▸ **Directive 1**
In the text on share and property transfers below, rewrite the paragraph that begins "Opco, Holdco1, Holdco2 and Holdco3 will jointly elect" more briefly while keeping its main facts.

▸ **Text segment**
Child1 and Holdco1, Child2 and Holdco2, Child3 and Holdco3, will jointly elect in prescribed form and within the time period referred to in subsection 85(6) to have the provisions of subsection 85(1) apply to each transfer. The agreed amount in respect of the shares so transferred will be:
(i) in the case of Child1 and Holdco1, Child2 and Holdco2, equal to an amount up to $XXXXXXXXXX, which amount will not be less than the lesser of the amounts described in subparagraphs 85(1)(c.1)(i) and (ii) of the Act, nor will it exceed the aggregate FMV of the Opco Common Shares so transferred to Holdco1 and Holdco2, as the case may be; and
(ii) in the case of Child3 and Holdco3, equal to the lesser of the amounts described in subparagraphs 85(1)(c.1)(i) and (ii) of the Act.
For the purpose of the BCA, the amount to be added to the capital of the Holdco1 Common Shares, the Holdco2 Common Shares and the Holdco3 Common Shares, as the case may be, will be equal to the aggregate PUC of the Opco Common Shares so transferred to Holdco1, 2 and 3, as the case may be.
15. Opco will use cash or near cash property to repay $XXXXXXXXXX to each of Child1 and Child3, and $XXXXXXXXXX to Child2.
16. On or before XXXXXXXXXX, Opco will transfer each of its Rental Properties separately to either Holdco1, 2 or 3 in a sequential order as directed by Opco.
As sole consideration for such transfers,
(a) Holdco1 will issue, to Opco, Holdco1 Second Class Preferred Shares having an aggregate redemption amounts and FMV of $XXXXXXXXXX equal to the aggregate FMV of the Rental Properties so transferred to Holdco1;
(b) Holdco2 will issue, to Opco, Holdco2 Second Class Preferred Shares having an aggregate redemption amounts and FMV of $XXXXXXXXXX equal to the aggregate FMV of the Rental Properties so transferred to Holdco2; and
(c) Holdco3 will issue, to Opco, Holdco3 Second Class Preferred Shares having an aggregate redemption amounts and FMV of $XXXXXXXXXX equal to the aggregate FMV of the Rental Properties so transferred to Holdco3.
Opco, Holdco1, Holdco2 and Holdco3 will jointly elect pursuant to subsection 85(1), in prescribed form and within the time referred to in subsection 85(6), with respect to the transfer to each of Holdco1, Holdco2 and Holdco3 of any eligible property of Opco that has a FMV in excess of its cost amount. Specifically, the agreed amount in each joint election,
(d) in the case of depreciable property of a prescribed class, will not be less than the least of the amounts specified in subparagraphs 85(1)(e)(i), (ii) or (iii);
(e) in the case of property described in paragraph 85(1)(c.1), will not be less than the lesser of the amounts specified in subparagraphs 85(1)(c.1)(i) or (ii); and
(f) in the case of eligible capital property, will not be less than the least of the amounts specified in subparagraphs 85(1)(d)(i), (ii) or (iii).
In each case, the agreed amount will not exceed the FMV of the respective property.

▸ **Supplied material**
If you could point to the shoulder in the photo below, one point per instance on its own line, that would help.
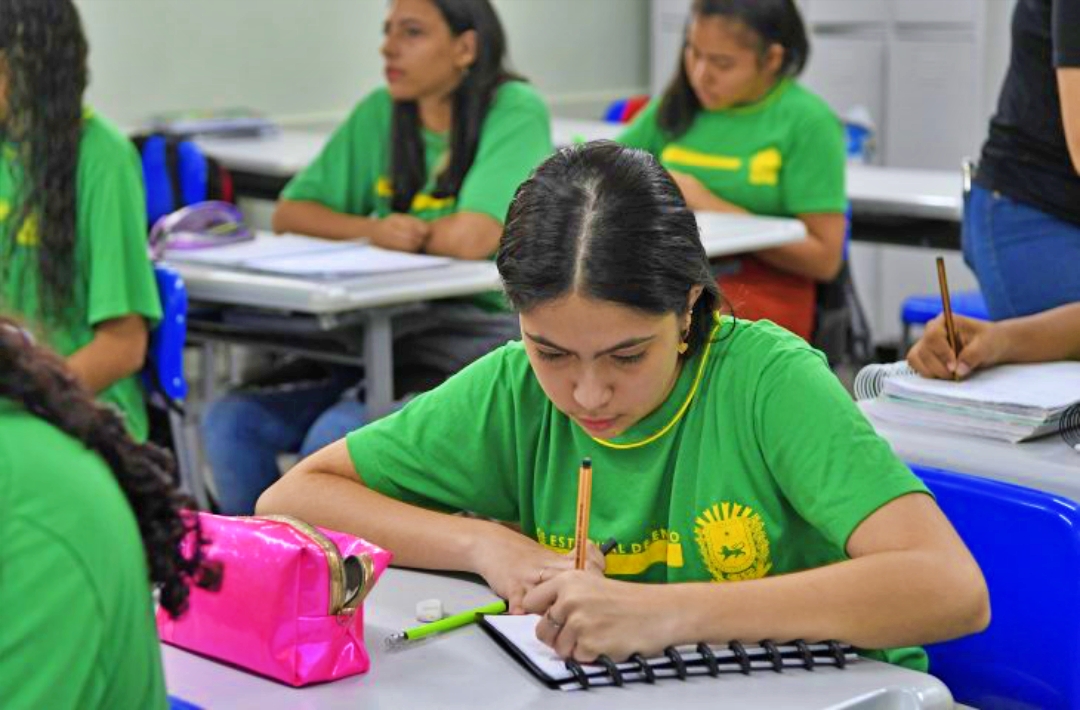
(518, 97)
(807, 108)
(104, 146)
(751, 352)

==

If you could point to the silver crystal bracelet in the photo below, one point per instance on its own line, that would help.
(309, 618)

▸ **Directive 2**
How many lines of the records contain the word "instance", with case counting? Reply with the number only.

▸ **Complete output 1**
Opco, Holdco1, Holdco2 and Holdco3 will jointly elect under subsection 85(1), in prescribed form and within the time in subsection 85(6), for the transfer to each Holdco of any eligible Opco property whose FMV exceeds its cost amount. The agreed amount in each joint election is then specified.

▸ **Complete output 2**
2